**Document passage:**
▼▼▼
While the goal of this project is to classify posts into subreddits, such classifer models have much wider applicabilities, for example the automatic sorting of customer requests into different categories (to be forwarded to different departments), and recommending articles from similar categories to readers.

Due to the scale of this project, it is split into three sequential Jupyter notebooks: webscraping and data acquisition, EDA and feature engineering, and model tuning and insights. This is the webscraping and data acquisition notebook.

### Contents

1. [Data dictionary](#Data-dictionary)
2. [Webscraping](#Webscraping)

## Executive summary
---

Reddit is a social news, content, and discussions website. Posts are organised according to subject into user-created 'subreddits'. Members submit content (such as images, texts, and links) to subreddits, which can then be voted up ('upvote') or down ('downvote') by other members.

In this project, I examined posts from two subreddits - [**r/Singapore**](https://www.reddit.com/r/singapore/) and [**r/Malaysia**](https://www.reddit.com/r/malaysia/). Despite their shared heritage and history (Singapore was part of Malaysia until her separation and independence on 9 August 1965 <sup>[[1]](http://eresources.nlb.gov.sg/history/events/dc1efe7a-8159-40b2-9244-cdb078755013)</sup>), Singapore has taken on a very different development path since independence. On the surface, the two countries seem very different today - different languages, different racial and religious composition, different currencies, etc. However, they may have more in common than people from both countries usually like to admit. The goal of this project is therefore to use posts from their respective subreddits to answer the question - how different is Singapore from Malaysia? Specifically, would one be able to tell apart subreddit posts from r/Singapore and r/Malaysia?
▲▲▲
**Items:**
▼▼▼
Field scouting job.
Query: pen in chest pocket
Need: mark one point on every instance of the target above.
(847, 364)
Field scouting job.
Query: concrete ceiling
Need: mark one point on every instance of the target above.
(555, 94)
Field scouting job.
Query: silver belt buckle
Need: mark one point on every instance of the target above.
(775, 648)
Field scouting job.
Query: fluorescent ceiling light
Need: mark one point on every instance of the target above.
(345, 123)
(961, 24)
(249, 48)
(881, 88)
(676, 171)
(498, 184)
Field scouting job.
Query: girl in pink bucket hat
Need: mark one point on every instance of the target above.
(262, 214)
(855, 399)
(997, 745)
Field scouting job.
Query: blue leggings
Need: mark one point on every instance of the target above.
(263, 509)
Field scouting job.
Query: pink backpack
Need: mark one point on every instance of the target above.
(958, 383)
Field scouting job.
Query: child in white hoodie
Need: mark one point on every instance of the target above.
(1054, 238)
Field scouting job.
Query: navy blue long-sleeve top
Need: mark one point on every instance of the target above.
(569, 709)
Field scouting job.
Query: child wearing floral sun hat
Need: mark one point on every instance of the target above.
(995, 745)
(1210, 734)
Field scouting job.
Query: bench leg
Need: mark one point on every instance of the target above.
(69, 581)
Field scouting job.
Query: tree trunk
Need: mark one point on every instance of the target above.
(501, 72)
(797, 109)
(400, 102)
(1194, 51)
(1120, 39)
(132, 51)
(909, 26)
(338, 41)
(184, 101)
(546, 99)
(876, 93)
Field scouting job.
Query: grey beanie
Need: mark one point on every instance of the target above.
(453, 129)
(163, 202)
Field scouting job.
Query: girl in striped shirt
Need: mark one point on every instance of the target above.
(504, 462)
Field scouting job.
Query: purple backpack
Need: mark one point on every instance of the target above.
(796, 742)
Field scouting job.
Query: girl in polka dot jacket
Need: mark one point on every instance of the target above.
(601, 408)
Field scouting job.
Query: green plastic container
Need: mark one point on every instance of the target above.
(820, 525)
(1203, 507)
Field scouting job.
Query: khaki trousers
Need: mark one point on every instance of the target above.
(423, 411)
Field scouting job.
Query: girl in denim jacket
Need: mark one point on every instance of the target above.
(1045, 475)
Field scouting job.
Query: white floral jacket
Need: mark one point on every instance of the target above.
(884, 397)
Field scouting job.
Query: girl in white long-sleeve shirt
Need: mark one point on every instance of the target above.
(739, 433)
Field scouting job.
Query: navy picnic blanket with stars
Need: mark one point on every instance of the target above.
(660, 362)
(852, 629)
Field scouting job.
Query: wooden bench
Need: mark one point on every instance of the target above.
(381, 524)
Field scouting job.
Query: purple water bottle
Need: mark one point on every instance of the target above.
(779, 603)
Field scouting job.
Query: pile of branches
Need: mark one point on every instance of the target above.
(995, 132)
▲▲▲
**Goal:**
Write out the Reddit project text from "Due to the scale" up to and including "data acquisition notebook.". The listing plays no part here.

**Task response:**
Due to the scale of this project, it is split into three sequential Jupyter notebooks: webscraping and data acquisition, EDA and feature engineering, and model tuning and insights. This is the webscraping and data acquisition notebook.